───── Records provided
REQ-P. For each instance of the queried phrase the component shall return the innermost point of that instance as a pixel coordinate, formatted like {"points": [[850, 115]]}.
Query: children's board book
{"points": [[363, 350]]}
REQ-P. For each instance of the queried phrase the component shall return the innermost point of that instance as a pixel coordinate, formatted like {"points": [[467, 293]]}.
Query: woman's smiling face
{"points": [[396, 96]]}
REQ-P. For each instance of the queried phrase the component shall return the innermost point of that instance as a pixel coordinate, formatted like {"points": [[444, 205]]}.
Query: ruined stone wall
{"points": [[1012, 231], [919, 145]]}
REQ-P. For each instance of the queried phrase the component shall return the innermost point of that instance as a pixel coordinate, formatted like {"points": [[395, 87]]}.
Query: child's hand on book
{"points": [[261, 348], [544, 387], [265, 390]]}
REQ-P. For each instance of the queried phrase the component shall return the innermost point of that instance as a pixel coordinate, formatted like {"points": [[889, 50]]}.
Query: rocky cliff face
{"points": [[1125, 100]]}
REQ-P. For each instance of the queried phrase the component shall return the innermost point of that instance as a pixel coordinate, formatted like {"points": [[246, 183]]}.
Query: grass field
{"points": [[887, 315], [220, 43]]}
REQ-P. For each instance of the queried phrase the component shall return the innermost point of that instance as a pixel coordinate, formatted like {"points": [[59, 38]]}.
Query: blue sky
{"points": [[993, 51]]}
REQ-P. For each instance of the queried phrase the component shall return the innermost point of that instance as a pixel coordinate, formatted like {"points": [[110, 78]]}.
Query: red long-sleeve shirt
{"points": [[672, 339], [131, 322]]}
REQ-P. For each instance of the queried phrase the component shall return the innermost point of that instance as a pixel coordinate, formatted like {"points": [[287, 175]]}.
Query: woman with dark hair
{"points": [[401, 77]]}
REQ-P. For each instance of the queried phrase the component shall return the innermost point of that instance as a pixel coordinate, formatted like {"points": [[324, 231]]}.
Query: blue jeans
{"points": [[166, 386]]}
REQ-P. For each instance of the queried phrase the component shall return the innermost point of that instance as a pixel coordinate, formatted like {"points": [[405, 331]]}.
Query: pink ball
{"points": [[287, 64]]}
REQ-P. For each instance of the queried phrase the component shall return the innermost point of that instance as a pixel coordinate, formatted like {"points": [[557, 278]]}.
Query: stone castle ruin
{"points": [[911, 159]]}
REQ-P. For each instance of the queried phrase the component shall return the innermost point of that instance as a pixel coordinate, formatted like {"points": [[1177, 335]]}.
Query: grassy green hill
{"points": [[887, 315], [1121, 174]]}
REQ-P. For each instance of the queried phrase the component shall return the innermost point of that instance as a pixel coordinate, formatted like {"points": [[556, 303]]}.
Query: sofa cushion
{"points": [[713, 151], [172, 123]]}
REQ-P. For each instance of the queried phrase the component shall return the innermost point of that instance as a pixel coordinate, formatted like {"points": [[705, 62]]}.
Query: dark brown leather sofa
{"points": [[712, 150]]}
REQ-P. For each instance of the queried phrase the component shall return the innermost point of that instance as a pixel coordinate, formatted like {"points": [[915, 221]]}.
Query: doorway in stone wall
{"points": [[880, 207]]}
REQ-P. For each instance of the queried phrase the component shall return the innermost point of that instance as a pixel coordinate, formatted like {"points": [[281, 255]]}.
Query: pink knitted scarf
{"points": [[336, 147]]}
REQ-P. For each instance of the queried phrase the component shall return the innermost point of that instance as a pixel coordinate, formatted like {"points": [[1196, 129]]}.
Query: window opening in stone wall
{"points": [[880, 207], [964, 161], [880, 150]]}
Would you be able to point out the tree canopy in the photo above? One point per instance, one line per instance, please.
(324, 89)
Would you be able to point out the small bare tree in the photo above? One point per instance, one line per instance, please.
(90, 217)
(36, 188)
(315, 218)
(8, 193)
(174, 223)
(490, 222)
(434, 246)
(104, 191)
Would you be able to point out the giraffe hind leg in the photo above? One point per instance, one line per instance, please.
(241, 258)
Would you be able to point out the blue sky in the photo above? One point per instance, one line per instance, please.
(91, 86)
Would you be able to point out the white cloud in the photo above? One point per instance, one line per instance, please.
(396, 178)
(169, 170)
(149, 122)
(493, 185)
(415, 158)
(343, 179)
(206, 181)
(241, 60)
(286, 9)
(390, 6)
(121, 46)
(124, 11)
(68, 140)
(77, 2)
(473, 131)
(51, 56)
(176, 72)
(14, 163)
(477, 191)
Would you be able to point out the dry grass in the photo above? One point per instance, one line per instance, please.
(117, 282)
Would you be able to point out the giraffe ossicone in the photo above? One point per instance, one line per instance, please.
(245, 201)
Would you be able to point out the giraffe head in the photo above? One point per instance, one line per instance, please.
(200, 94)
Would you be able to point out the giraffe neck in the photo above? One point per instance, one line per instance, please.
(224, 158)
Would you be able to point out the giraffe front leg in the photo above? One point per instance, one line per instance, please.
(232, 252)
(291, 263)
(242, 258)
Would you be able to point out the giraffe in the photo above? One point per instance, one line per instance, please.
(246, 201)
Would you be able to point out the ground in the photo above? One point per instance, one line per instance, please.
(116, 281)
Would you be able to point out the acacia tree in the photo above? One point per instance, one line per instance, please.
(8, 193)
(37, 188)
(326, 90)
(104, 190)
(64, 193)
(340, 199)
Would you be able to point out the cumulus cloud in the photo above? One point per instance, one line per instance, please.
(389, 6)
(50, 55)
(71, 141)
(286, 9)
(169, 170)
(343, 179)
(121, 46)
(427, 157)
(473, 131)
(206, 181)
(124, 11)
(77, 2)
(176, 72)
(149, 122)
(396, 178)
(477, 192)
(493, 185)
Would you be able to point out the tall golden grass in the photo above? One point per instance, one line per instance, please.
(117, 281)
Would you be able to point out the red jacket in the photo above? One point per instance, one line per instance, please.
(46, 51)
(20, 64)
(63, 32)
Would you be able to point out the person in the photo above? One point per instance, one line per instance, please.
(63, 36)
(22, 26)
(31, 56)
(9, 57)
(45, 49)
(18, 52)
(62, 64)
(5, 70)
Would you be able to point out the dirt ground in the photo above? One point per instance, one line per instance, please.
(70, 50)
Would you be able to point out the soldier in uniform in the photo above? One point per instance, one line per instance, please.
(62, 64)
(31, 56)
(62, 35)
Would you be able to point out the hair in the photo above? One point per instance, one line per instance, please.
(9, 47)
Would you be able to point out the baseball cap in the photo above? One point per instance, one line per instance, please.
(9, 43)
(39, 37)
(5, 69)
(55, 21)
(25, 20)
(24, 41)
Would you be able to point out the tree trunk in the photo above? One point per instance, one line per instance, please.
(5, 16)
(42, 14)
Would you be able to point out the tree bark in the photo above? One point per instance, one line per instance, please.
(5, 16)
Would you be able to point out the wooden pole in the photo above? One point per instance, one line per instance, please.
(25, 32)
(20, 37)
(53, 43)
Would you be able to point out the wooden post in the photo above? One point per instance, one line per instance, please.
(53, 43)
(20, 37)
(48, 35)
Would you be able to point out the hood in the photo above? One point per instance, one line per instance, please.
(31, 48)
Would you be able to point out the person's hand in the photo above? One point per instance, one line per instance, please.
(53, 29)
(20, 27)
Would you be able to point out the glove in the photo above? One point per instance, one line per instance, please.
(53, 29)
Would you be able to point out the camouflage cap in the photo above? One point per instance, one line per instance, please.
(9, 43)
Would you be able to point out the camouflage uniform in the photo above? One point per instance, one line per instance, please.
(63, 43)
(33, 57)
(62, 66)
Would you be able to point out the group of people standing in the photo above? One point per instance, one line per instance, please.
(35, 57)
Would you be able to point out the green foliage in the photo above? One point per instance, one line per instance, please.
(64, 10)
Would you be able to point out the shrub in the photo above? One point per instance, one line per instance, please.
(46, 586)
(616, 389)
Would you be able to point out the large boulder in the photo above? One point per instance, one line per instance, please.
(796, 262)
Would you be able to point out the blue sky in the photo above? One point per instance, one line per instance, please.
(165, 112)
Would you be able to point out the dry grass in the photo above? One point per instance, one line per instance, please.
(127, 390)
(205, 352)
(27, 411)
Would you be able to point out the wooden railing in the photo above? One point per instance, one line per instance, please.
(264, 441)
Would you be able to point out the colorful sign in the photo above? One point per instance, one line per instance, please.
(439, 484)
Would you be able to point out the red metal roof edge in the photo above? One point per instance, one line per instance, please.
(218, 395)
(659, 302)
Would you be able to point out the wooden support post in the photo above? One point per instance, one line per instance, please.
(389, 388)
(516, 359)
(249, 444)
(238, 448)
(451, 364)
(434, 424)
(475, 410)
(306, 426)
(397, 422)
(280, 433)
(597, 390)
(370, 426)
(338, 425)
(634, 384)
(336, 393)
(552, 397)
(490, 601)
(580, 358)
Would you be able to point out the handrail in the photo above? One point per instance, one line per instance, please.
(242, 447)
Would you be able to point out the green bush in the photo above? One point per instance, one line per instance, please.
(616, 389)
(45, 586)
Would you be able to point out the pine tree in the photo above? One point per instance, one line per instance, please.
──────────
Your instructions: Output the line holding "Would you be able to point out the handrail", then every later line through the end of the records above, exactly as given and nothing else.

Exercise response:
Would you be able to point out the handrail in the photo above? One point per instance, one line per instance, please.
(242, 447)
Would you be able to point out the green bush in the photo above? One point per instance, one line per instance, please.
(616, 389)
(45, 586)
Would you be able to point out the pine tree in the photo above? One point per instance, one line per instance, please.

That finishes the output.